Excerpted text
Back To The Surgeon
November 26th, 2019
I am on my way back to my surgeon — because my facial situation has not only stopped healing, it is somehow actually worsening. Devastated doesn’t even begin to encapsulate how I feel right now, emotional turmoil layered atop acute pain and the terrifying stress of having no clue what lies ahead from a medical standpoint. After not sleeping a wink, I had to catch a crack of dawn plane from San Francisco to Los Angeles for this emergency appointment that the surgeon squeezed in when I finally (and somewhat desperately) reached out yesterday afternoon, forced to come to terms with the downward spiraling of my condition and undeniable medical necessity.

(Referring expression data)

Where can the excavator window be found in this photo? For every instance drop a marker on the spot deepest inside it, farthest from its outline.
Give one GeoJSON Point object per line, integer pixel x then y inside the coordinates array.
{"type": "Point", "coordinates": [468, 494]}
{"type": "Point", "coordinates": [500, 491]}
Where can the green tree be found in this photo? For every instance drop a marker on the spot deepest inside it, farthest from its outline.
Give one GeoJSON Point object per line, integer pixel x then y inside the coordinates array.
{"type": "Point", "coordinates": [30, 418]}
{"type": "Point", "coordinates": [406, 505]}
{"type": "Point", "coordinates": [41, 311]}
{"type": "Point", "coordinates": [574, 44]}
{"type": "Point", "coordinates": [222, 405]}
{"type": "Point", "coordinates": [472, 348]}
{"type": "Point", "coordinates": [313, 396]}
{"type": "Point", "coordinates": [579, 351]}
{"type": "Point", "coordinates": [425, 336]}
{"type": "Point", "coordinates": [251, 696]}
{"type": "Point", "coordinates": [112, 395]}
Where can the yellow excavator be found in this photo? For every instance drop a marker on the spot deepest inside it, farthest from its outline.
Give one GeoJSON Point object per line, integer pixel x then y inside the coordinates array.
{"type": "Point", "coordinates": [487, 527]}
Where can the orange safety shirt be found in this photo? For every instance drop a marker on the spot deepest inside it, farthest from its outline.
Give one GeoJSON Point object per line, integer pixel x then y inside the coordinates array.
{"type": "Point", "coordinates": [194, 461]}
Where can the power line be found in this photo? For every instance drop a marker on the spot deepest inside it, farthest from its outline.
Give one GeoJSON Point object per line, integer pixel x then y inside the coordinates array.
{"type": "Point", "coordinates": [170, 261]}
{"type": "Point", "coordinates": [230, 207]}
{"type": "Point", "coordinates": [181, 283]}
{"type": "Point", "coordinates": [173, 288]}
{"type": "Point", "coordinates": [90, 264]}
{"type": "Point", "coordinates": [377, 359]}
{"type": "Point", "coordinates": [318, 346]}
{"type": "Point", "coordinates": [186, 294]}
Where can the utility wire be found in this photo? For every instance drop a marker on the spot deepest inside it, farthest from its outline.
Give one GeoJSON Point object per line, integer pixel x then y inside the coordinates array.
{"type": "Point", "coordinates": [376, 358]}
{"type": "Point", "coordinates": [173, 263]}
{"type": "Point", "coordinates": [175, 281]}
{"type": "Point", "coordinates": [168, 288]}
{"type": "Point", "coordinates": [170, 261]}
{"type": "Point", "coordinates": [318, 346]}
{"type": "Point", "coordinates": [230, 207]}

What you should do
Copy the stretch of the surgeon visit post from "Back To The" through "undeniable medical necessity.".

Reply
Back To The Surgeon
November 26th, 2019
I am on my way back to my surgeon — because my facial situation has not only stopped healing, it is somehow actually worsening. Devastated doesn’t even begin to encapsulate how I feel right now, emotional turmoil layered atop acute pain and the terrifying stress of having no clue what lies ahead from a medical standpoint. After not sleeping a wink, I had to catch a crack of dawn plane from San Francisco to Los Angeles for this emergency appointment that the surgeon squeezed in when I finally (and somewhat desperately) reached out yesterday afternoon, forced to come to terms with the downward spiraling of my condition and undeniable medical necessity.